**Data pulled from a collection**

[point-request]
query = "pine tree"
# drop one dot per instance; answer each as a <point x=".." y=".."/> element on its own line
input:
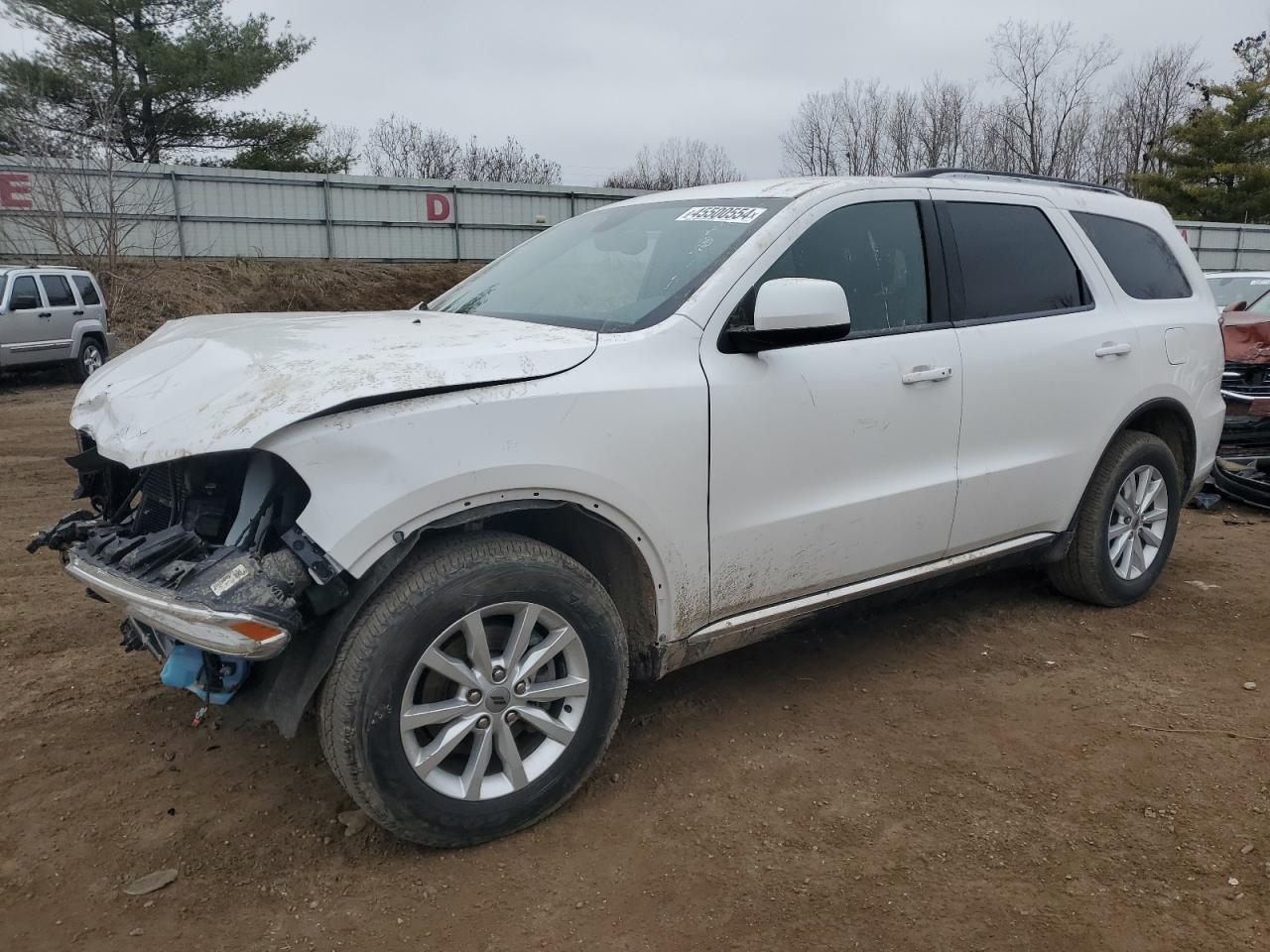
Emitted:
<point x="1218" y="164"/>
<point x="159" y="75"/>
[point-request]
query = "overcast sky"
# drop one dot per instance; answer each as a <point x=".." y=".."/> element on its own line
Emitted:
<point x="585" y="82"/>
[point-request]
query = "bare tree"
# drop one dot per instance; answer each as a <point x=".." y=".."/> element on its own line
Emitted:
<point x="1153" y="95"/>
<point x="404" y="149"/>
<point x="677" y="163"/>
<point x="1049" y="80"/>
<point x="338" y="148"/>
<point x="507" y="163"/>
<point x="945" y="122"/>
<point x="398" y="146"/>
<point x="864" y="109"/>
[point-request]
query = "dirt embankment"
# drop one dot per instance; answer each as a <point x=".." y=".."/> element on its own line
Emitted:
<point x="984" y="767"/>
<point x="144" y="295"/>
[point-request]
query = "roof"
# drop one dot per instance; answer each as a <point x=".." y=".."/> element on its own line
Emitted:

**INSTRUCTIONS FOR THE TASK**
Can you convert all the entries above into a Markdown table with a "No." column for the row number and a "Text" column for each line, skipping blank lines? Leave the pictures out of the result.

**SOLVED EXERCISE**
| No. | Text |
|---|---|
| 1 | [point-request] |
| 2 | query = "pine tree" |
| 3 | # drop one dot per instance; answer each as a <point x=".." y=".."/> element on its own line |
| 4 | input: |
| 5 | Emitted: |
| 6 | <point x="1218" y="164"/> |
| 7 | <point x="159" y="75"/> |
| 8 | [point-request] |
| 9 | query = "overcast sky" |
| 10 | # drop one dot per instance; answer each as a <point x=".." y=".."/> element on its own line |
| 11 | Emitted: |
| 12 | <point x="585" y="82"/> |
| 13 | [point-request] |
| 14 | query = "bare tree" |
| 15 | # drop one dot per instance; answer each as a <point x=".." y=".."/> element on its own line |
| 16 | Emitted: |
| 17 | <point x="1153" y="95"/> |
| 18 | <point x="404" y="149"/> |
| 19 | <point x="677" y="163"/> |
| 20 | <point x="1049" y="80"/> |
| 21 | <point x="338" y="148"/> |
| 22 | <point x="507" y="163"/> |
| 23 | <point x="945" y="122"/> |
| 24 | <point x="398" y="146"/> |
| 25 | <point x="864" y="109"/> |
| 26 | [point-request] |
| 27 | query = "dirt embankment" |
| 28 | # drop one dot per instance; answer each as a <point x=".." y=".."/> element on its own line |
| 29 | Emitted: |
| 30 | <point x="984" y="767"/> |
| 31 | <point x="144" y="295"/> |
| 32 | [point-request] |
| 33 | query = "roof" |
| 34 | # drop one dot per instance; answer each as a <point x=".." y=".."/> element on its own line |
| 35 | Emitted: |